Information Block Start

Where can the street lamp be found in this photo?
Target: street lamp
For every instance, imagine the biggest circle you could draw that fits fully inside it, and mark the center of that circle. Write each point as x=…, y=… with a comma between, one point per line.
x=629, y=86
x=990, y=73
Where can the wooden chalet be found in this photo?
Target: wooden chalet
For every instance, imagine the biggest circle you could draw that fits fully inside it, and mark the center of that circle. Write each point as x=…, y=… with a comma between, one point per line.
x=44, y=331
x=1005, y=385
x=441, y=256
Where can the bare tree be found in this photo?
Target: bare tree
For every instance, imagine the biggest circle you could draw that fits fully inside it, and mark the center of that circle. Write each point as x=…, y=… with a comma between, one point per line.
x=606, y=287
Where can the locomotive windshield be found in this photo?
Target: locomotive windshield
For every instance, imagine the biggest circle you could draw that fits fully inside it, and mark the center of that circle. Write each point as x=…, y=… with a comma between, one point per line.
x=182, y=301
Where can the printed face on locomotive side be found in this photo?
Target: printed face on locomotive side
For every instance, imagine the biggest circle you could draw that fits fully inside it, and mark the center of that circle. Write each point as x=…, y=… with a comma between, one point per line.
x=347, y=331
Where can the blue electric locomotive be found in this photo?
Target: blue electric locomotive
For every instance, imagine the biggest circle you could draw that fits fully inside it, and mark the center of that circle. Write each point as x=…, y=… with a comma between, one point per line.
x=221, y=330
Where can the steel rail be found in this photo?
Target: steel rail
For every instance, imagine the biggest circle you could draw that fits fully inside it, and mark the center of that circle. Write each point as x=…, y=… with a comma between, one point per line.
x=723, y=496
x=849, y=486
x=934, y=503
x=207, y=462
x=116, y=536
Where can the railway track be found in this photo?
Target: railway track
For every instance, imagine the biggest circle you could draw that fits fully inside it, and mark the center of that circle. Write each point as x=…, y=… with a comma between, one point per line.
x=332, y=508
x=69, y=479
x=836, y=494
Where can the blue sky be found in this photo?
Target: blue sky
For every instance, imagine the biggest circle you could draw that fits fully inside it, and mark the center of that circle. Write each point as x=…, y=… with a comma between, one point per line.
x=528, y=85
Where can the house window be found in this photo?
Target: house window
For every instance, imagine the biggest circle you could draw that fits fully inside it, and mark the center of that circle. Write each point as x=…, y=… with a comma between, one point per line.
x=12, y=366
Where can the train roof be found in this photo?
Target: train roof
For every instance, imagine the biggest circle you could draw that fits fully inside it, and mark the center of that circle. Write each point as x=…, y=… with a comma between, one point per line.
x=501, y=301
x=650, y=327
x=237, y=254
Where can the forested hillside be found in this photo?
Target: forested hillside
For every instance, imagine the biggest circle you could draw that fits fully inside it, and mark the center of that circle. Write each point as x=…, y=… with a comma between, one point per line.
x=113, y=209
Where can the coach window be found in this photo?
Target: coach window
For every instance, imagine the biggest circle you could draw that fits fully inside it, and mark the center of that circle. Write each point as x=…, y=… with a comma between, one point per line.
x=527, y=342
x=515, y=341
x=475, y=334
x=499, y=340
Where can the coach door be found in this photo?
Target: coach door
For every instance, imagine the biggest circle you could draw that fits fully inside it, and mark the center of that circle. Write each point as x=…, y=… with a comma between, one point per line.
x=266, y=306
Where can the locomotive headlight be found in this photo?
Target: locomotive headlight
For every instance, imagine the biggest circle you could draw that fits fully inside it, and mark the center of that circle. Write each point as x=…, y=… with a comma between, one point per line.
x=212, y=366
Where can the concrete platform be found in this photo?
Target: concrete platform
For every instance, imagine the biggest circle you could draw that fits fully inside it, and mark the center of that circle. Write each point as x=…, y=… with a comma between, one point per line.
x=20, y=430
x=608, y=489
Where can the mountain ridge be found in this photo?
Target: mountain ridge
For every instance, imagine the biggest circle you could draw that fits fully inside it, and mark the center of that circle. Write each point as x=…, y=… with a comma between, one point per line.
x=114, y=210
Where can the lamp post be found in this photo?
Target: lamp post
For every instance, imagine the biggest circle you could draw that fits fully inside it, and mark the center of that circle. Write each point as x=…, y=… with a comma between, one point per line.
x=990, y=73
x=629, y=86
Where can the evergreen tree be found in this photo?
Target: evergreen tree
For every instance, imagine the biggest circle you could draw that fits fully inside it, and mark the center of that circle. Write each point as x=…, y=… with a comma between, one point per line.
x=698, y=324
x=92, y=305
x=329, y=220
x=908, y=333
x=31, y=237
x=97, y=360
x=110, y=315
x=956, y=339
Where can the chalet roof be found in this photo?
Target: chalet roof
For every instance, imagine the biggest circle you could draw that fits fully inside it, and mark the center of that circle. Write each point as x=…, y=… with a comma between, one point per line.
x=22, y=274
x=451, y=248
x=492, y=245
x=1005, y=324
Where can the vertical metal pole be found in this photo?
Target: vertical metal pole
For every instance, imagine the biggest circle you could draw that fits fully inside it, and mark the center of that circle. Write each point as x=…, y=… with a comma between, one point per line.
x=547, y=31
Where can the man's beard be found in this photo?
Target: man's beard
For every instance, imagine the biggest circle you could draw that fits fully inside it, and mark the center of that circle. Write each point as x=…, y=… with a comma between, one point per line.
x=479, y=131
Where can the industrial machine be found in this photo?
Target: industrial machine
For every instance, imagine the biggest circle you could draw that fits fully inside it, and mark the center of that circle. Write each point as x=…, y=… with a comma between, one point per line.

Information Block End

__Problem__
Exactly reproduce every line found in the records.

__Answer for this exercise__
Where can the street lamp be found in this photo?
Target: street lamp
For every instance, imagine the biggest circle you could draw that fits fully inside it, and mark the center of that circle. Write each point as x=…, y=… with a comma between, one point per line.
x=629, y=86
x=990, y=73
Where can the wooden chalet be found in this photo?
Target: wooden chalet
For every instance, imagine the biggest circle you could draw that fits fully inside it, and mark the center of that circle. Write each point as x=…, y=… with a comma between, one point per line.
x=44, y=331
x=1005, y=385
x=441, y=256
Where can the bare tree be found in this photo?
Target: bare tree
For every instance, imagine the biggest circle you could draw that fits fully inside it, and mark the center of that circle. Write each point as x=…, y=… with a comma between, one point per line.
x=606, y=287
Where can the locomotive windshield be found in this photo?
Target: locomotive windshield
For every instance, imagine the biggest circle you could draw that fits fully inside it, and mark the center of that circle. Write each point as x=…, y=… with a comma between, one point per line.
x=182, y=301
Where can the printed face on locomotive side be found in this photo?
Target: printed face on locomotive side
For every instance, imagine the biggest circle you could draw that fits fully inside it, and mark the center of that circle. Write each point as x=…, y=… with a comma between, one point per line.
x=347, y=331
Where can the blue electric locomotive be found in this photo?
Target: blue electric locomotive
For every instance, imagine the biggest circle you could draw that fits fully inside it, and mark the center of that circle. Write each point as x=…, y=… with a comma between, one point per line.
x=221, y=330
Where can the steel rail be found in this photo?
Target: steel rail
For every instance, imagine the biggest circle you could draw that fits fully inside it, and mark the center of that circle. Write each point as x=…, y=… with a comma between, one point per line.
x=723, y=496
x=849, y=486
x=934, y=503
x=207, y=462
x=116, y=536
Where can the railway track be found in this photo?
Target: railway track
For every instance, imagine the biggest circle you could draw that fits fully inside it, and mark the center of that circle. Write each point as x=…, y=… with a comma between, one point per line.
x=332, y=508
x=69, y=479
x=836, y=494
Where can the blue sky be found in this photo?
Target: blue sky
For every instance, imagine the biggest circle you could draw that fits fully inside it, and mark the center of that circle. Write each point as x=…, y=… with a comma between, one point per line.
x=528, y=85
Where can the house window be found in this photo?
Target: house window
For every instance, imagine the biggest circle you could draw that fits fully inside it, and mark the center of that circle. Write each point as x=…, y=… with a comma between, one point per line.
x=12, y=366
Where can the train roof be found in this photo?
Target: train roof
For every instance, imagine the biggest circle you could draw that fits fully inside it, and mark the center of that circle. Write each point as x=…, y=… with a comma between, one point per line.
x=501, y=301
x=650, y=327
x=237, y=254
Where can the forested hillside be found in this photo?
Target: forested hillside
For every instance, imagine the biggest circle you could draw that fits fully inside it, and mark the center of that circle. Write each point as x=…, y=… with a comma between, one point per line.
x=113, y=209
Where can the coach window be found in this photo?
Target: coach window
For every instance, imagine the biggest circle you could draw that fits fully inside it, and mark the center of that circle. Write each point as x=…, y=… with a comma between, one point per line.
x=527, y=342
x=515, y=341
x=475, y=334
x=499, y=340
Where can the coach door be found in this photo?
Target: coach door
For every instance, imagine the biggest circle you could draw that fits fully inside it, and mark the center of that circle. Write each point as x=…, y=… with a comma between, one point per line.
x=266, y=306
Where can the locomotive headlight be found in this photo?
Target: locomotive headlight
For every instance, imagine the biggest circle you could draw that fits fully inside it, and mark the center of that circle. Write each point as x=…, y=… with a comma between, one point per line.
x=212, y=366
Where can the concrete platform be found in this photo?
Target: concrete platform
For every instance, imagine the biggest circle you could draw that fits fully inside it, and mark the center of that circle. Write each point as x=…, y=… with a comma between, one point per line.
x=20, y=430
x=608, y=489
Where can the mountain ridge be found in this photo?
Target: mountain ridge
For every instance, imagine the biggest circle you could draw that fits fully inside it, and mark the center of that circle. Write each point as x=…, y=… with a comma between, one point per line.
x=114, y=210
Where can the lamp post be found in this photo?
Target: lamp post
For every instance, imagine the biggest circle you could draw that fits fully inside it, and mark the center of that circle. Write each point as x=…, y=… with a comma between, one point per line.
x=990, y=73
x=629, y=86
Where can the evergreen tree be found in this photo?
Target: evergreen tree
For every instance, imagine the biggest circle you could draw that fits fully inside it, and mark the center of that circle. Write each point as x=…, y=… with a comma between, one point per line.
x=698, y=324
x=92, y=305
x=329, y=220
x=908, y=333
x=31, y=237
x=97, y=360
x=110, y=315
x=956, y=339
Where can the chalet roof be found in this photo?
Target: chalet roof
For every instance, imagine the biggest circle you could draw that fits fully inside it, and mark the center of that circle. Write each point as x=…, y=… with a comma between, one point per line.
x=22, y=274
x=451, y=248
x=492, y=245
x=1005, y=324
Where can the vertical metal pole be found in this photo?
Target: vertical metal pole
For every instance, imagine the biggest circle you could draw that fits fully inside it, and mark the center of that circle. Write each point as x=…, y=… with a comma between, one point per line.
x=547, y=31
Where can the man's beard be found in this photo?
Target: man's beard
For every instance, imagine the biggest circle you could draw that fits fully inside it, and mark the center of that circle. Write each point as x=…, y=… with a comma between, one point per line.
x=479, y=131
Where can the industrial machine be found in this photo?
Target: industrial machine
For every instance, imagine the biggest circle you could draw that fits fully inside it, and mark the center of that circle. Write each point as x=…, y=… with a comma between, one point per line.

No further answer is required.